Copy out every row below, rewording "drop a marker" as "place a point" wherever it occurs and keeping all other text unchanged. Omit the pictures from your copy.

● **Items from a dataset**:
╔══

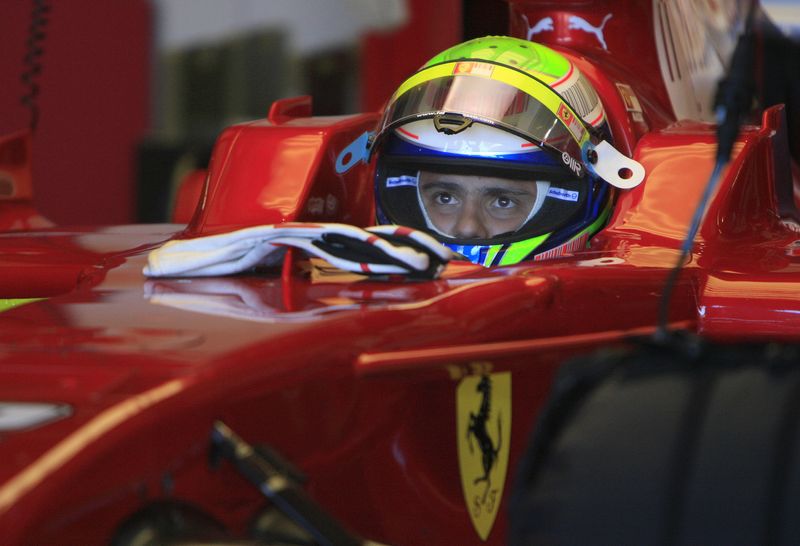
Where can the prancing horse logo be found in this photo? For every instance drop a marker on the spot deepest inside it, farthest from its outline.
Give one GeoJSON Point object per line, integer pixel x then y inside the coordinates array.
{"type": "Point", "coordinates": [483, 421]}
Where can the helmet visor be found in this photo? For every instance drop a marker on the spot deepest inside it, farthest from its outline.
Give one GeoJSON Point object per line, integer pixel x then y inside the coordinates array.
{"type": "Point", "coordinates": [457, 94]}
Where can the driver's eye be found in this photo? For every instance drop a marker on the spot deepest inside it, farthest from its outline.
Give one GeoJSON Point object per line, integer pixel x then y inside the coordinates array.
{"type": "Point", "coordinates": [444, 198]}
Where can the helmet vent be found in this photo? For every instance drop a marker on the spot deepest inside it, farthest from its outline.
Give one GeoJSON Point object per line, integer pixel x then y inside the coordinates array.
{"type": "Point", "coordinates": [451, 124]}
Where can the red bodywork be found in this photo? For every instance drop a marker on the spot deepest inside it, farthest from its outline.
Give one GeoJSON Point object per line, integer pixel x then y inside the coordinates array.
{"type": "Point", "coordinates": [354, 380]}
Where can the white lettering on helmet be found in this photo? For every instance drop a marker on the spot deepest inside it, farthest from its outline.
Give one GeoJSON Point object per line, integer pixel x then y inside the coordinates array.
{"type": "Point", "coordinates": [574, 165]}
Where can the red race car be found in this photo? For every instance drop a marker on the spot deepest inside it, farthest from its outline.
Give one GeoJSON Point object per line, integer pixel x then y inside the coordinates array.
{"type": "Point", "coordinates": [276, 374]}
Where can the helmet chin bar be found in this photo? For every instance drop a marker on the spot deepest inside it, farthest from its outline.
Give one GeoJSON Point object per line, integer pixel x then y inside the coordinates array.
{"type": "Point", "coordinates": [608, 163]}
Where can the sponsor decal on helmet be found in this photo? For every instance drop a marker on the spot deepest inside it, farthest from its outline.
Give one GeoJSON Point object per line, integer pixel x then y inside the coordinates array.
{"type": "Point", "coordinates": [473, 68]}
{"type": "Point", "coordinates": [483, 432]}
{"type": "Point", "coordinates": [571, 121]}
{"type": "Point", "coordinates": [574, 165]}
{"type": "Point", "coordinates": [562, 194]}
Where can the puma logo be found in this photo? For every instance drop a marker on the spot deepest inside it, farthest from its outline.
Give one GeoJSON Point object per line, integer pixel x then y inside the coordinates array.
{"type": "Point", "coordinates": [542, 25]}
{"type": "Point", "coordinates": [579, 23]}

╚══

● **REPLY TO THE EXERCISE**:
Where can the prancing horse logo be found in this photo? For every instance place a point on the spot deepest inside it, farthest from its outline.
Give one GeoJSON Point object per line, integer pixel x then y inside the coordinates array.
{"type": "Point", "coordinates": [483, 421]}
Where can the helmet visor be found in this photo? For every instance place a point on the spot deepest inside it, farthest from its outline.
Give one GeoJSON Point object per line, integer pixel x then y inside the coordinates array.
{"type": "Point", "coordinates": [457, 94]}
Where can the driver's eye be found in this photo? For every instance place a point on the spot deepest inside it, farthest from its outline.
Give one GeoJSON Point object per line, integer pixel x then y inside the coordinates array.
{"type": "Point", "coordinates": [444, 198]}
Where can the helmet vent be found in this photo? For every instance place a point on the spot deepest inside it, farthest from its outline.
Give one GeoJSON Point object per line, integer pixel x then y inside the coordinates array.
{"type": "Point", "coordinates": [451, 124]}
Where can the red bodywork be found in this photo? For every instance place a point on the spot deepest inside it, farthest from its outline.
Give one GeoJSON Point object per line, integer pixel x then y inside the coordinates array.
{"type": "Point", "coordinates": [354, 380]}
Where can the white lettering on helmet be found in this photo? For every instance place a point on the spot deepest inside it, farthest from its outline.
Give one GeoJSON Point object per line, integer pixel x then y inside the coordinates array.
{"type": "Point", "coordinates": [574, 165]}
Where can the red race car be found in this photo? For every instance place a point on the spot deepest inside it, farthest from its outline.
Give one GeoJSON Point object per line, integer pixel x then y inside the coordinates array.
{"type": "Point", "coordinates": [276, 374]}
Where can the helmet chin bar be found in this photo? For every instance place a point on the spot deepest inside it, farthest from its outline.
Give one GeoJSON Point object per line, integer pixel x then y inside the coordinates array.
{"type": "Point", "coordinates": [608, 163]}
Where can the sponsor decal on helmet be found in this photo? For every instance place a point on the spot deepest inside it, farthest from its outline.
Give one GeoJSON Point object per line, integer pixel x then y inside the coordinates array.
{"type": "Point", "coordinates": [473, 68]}
{"type": "Point", "coordinates": [483, 432]}
{"type": "Point", "coordinates": [571, 121]}
{"type": "Point", "coordinates": [574, 165]}
{"type": "Point", "coordinates": [562, 194]}
Where can the puma logo be found in this photo? For every instance place a point on the spot deepest inside it, farthest from its outline.
Give one GeoJSON Point object per line, integer pixel x then y inside the coordinates array.
{"type": "Point", "coordinates": [542, 25]}
{"type": "Point", "coordinates": [579, 23]}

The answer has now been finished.